* **Work to complete**
A complete and exact copy of the data below is the task.

****

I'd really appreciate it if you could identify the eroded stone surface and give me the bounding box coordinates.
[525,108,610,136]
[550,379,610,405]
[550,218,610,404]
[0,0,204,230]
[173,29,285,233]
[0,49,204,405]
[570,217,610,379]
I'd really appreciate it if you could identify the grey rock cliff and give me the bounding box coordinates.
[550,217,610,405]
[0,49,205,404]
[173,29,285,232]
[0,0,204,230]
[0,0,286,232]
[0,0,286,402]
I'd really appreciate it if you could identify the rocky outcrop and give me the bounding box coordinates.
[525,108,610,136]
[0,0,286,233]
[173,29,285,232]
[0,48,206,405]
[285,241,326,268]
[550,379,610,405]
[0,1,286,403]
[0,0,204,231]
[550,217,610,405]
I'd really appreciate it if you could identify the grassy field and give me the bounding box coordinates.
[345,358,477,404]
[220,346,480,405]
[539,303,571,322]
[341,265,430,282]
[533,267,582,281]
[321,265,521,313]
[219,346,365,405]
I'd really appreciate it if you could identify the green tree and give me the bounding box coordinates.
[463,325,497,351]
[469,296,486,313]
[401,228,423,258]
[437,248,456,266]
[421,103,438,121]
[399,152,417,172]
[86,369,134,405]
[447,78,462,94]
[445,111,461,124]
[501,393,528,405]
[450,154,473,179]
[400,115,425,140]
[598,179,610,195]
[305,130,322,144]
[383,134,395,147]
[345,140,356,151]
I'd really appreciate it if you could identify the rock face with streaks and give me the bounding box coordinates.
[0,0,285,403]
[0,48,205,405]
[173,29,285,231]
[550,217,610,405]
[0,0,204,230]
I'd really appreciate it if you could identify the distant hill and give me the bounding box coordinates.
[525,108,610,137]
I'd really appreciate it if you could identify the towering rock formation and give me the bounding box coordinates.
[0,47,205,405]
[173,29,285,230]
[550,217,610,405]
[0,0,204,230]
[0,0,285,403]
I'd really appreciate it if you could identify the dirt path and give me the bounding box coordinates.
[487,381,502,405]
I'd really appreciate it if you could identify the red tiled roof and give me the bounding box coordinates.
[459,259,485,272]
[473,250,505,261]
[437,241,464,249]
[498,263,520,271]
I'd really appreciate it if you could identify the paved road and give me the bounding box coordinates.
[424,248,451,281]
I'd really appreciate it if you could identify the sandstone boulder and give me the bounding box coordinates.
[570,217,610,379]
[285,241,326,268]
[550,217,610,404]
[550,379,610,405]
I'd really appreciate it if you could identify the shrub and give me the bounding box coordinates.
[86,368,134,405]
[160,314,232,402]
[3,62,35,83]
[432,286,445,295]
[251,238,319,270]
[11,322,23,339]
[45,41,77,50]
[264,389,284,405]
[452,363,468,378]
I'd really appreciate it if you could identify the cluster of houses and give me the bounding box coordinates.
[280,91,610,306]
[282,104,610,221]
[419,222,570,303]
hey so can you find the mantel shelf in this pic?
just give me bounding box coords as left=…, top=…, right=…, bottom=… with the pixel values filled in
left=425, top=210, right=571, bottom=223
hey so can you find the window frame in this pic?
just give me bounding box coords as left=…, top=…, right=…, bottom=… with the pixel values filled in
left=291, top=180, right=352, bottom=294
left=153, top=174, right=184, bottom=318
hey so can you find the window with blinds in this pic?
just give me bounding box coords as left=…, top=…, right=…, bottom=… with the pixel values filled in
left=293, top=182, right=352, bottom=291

****

* **Task response**
I'd really appreciate it if you could identify the eroded stone surface and give me the bounding box coordinates.
[525,108,610,136]
[550,379,610,405]
[550,218,610,404]
[0,0,204,230]
[173,29,285,233]
[0,49,204,405]
[570,217,610,379]
I'd really appreciate it if you could identify the grey rock cliff and give me the bounding box coordinates.
[550,217,610,405]
[0,49,205,404]
[173,29,285,232]
[0,0,204,230]
[0,0,286,232]
[0,0,286,402]
I'd really appreciate it if you could identify the rocky outcrop and give me the bounding box coordinates.
[525,108,610,136]
[0,0,286,233]
[173,29,285,232]
[0,48,206,405]
[285,241,326,268]
[550,379,610,405]
[0,1,286,403]
[0,0,204,231]
[550,217,610,405]
I'd really appreciate it if you could identify the grassy field and give me the bounding box coordinates.
[345,358,477,404]
[220,346,480,405]
[539,303,571,322]
[341,265,430,282]
[533,267,582,281]
[321,265,521,313]
[219,346,365,405]
I'd really appreciate it if you could identify the green tree and give me the bounding box coordinates.
[463,325,497,351]
[469,296,486,313]
[401,228,423,258]
[437,248,456,266]
[421,103,438,121]
[399,152,417,172]
[86,369,134,405]
[447,78,462,94]
[445,111,461,124]
[501,393,528,405]
[450,154,473,179]
[400,115,425,140]
[598,179,610,195]
[305,130,322,144]
[383,134,395,147]
[345,140,356,151]
I'd really appreciate it if you could identify the rock face with streaks and give me the bounding box coordinates.
[0,0,285,403]
[0,48,205,405]
[173,29,285,231]
[550,217,610,405]
[0,0,204,230]
I'd really appreciate it if you could identify the distant hill and give me the bounding box coordinates.
[525,108,610,137]
I'd really appreciate it if you could identify the towering rock formation and give me the bounding box coordinates.
[0,47,205,405]
[173,29,285,230]
[550,217,610,405]
[0,0,204,230]
[0,0,285,403]
I'd really appreciate it if you could identify the dirt path and give me the bounding box coordinates.
[487,381,502,405]
I'd really appreciate it if you could identify the red tiled roof and give me the bounding box coordinates.
[459,259,485,272]
[473,250,505,261]
[437,241,464,249]
[498,263,520,271]
I'd really appreciate it if you could identify the paved road and give me the bounding box coordinates.
[424,248,451,281]
I'd really appreciate it if you could identify the sandstone boulder and give me the bounding box coordinates.
[570,217,610,379]
[285,241,326,268]
[550,217,610,404]
[550,379,610,405]
I'd really appreciate it if you could identify the shrub and give me the bounding box coordinates.
[86,368,134,405]
[160,314,232,402]
[3,62,35,83]
[432,286,445,295]
[251,238,319,270]
[11,322,23,339]
[45,41,77,50]
[264,389,284,405]
[452,363,468,378]
I'd really appreciate it if you could identify the cluster of houses and give me the bounding box coordinates.
[280,91,610,306]
[282,104,610,221]
[419,222,570,303]
hey so can you find the mantel shelf in this pic?
just give me bounding box coords as left=…, top=…, right=…, bottom=… with the pixel values filled in
left=425, top=210, right=571, bottom=223
hey so can you find the window frame in this pic?
just give me bounding box coords as left=…, top=…, right=…, bottom=… with the pixel values filled in
left=291, top=180, right=352, bottom=294
left=153, top=174, right=184, bottom=318
hey so can you find the window with blinds in this pic?
just give me bounding box coords as left=…, top=…, right=…, bottom=… with the pixel values filled in
left=293, top=182, right=352, bottom=291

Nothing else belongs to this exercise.